本文
その相場額は、被害者の方の立場によって異なります。また、事情によっては相場よりも増額される可能性もあります。

そこでこの記事では、死亡事故で請求できる慰謝料・賠償金の

  • 計算方法と相場金額
  • 増額されるケース
  • 慰謝料・賠償金の相続人

について解説しています。

また、被害者の方の立場別の疑問にもお答えしておりますので、ご確認ください。

死亡事故|請求できる慰謝料・賠償金は?

死亡事故で請求できる慰謝料・賠償金の内訳は?

交通事故で被害者の方が亡くなった場合、ご家族の方は被害者ご本人に代わり、

  • 死亡慰謝料
  • 死亡逸失利益
  • 葬祭費

を加害者側に請求することができます。

具体的な内容をご紹介します。

死亡事故の慰謝料・賠償金
死亡慰謝料 死亡した被害者やその家族の精神的苦痛に対する補償
死亡逸失利益 交通事故で死亡しなければ得られていたはずの将来の収入に対する補償
葬祭費 通夜・葬儀・墓石・位牌などの費用

死亡慰謝料は、交通事故で被害者の方が死亡された場合には必ず請求できます。

死亡逸失利益は、被害者の方が収入を得ていた場合にのみ請求することができます。主婦は実際には収入はありませんが、交通事故の賠償請求では主婦業も賃金労働と同じように考えますので、死亡逸失利益を請求できます。

また、子供や学生の方の場合は、交通事故に遭わなければ将来働いて収入を得ていたはずだと考えられることから、死亡逸失利益を請求できます。

これに対し、ご高齢の方で収入がなかった場合には、死亡逸失利益は請求できません。ご注意ください。

  • 死亡慰謝料:交通事故で被害者の方が死亡された場合には必ず請求できる
  • 死亡逸失利益:被害者が子供、学生、主婦、サラリーマン、自営業者、収入があった高齢者の場合は請求できる

ではここからは、死亡慰謝料・死亡逸失利益の計算方法、相場金額について解説していきます。

【補足】交通事故慰謝料の3つの金額基準

解説していく前に、交通事故慰謝料の3つの金額基準をご紹介しておきます。

交通事故の慰謝料金額には、「自賠責基準」「任意保険基準」「弁護士基準」という3つの基準があります。

慰謝料金額相場の3基準比較

自賠責基準

交通事故の被害者が受け取ることのできる、最低限の金額基準

任意保険基準

示談交渉の際に加害者側の保険会社が提示する金額基準。

各保険会社が基準を定めている。

弁護士基準

示談交渉の際に被害者側の弁護士が提示する金額。

過去の判例をもとに定められている。

任意保険基準は保険会社ごとに異なり非公開となっていますが、目安としては、「自賠責基準に少し上乗せした程度」と言われています。

指示と条件
交通事故の慰謝料についての上の本文から、「具体的な内容をご紹介します。」で始まり「えますので、死亡逸失利益を請求できます。」で終わる部分を、一字も変えずに書き写してください。

提供データ
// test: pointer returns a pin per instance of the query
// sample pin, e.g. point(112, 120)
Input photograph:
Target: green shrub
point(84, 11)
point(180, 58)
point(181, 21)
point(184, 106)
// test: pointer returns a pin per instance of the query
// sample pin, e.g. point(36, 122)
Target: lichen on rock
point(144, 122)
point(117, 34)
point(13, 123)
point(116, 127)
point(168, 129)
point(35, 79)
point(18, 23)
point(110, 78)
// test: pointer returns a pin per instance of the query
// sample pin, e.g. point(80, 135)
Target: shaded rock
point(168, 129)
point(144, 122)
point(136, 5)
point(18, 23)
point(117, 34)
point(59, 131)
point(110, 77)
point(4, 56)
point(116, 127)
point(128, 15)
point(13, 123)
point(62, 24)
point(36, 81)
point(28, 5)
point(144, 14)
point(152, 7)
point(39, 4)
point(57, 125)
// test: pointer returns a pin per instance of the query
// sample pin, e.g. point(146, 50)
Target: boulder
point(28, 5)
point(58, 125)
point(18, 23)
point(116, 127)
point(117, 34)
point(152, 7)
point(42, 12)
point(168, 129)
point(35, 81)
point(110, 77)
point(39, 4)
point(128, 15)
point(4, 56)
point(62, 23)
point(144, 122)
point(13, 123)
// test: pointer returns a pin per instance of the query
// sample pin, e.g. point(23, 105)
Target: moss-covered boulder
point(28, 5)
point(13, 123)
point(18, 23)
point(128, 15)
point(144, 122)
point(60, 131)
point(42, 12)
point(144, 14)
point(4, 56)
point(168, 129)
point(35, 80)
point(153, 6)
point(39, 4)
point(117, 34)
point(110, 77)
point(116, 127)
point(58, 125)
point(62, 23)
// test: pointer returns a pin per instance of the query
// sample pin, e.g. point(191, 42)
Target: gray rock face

解答
具体的な内容をご紹介します。

死亡事故の慰謝料・賠償金
死亡慰謝料 死亡した被害者やその家族の精神的苦痛に対する補償
死亡逸失利益 交通事故で死亡しなければ得られていたはずの将来の収入に対する補償
葬祭費 通夜・葬儀・墓石・位牌などの費用

死亡慰謝料は、交通事故で被害者の方が死亡された場合には必ず請求できます。

死亡逸失利益は、被害者の方が収入を得ていた場合にのみ請求することができます。主婦は実際には収入はありませんが、交通事故の賠償請求では主婦業も賃金労働と同じように考えますので、死亡逸失利益を請求できます。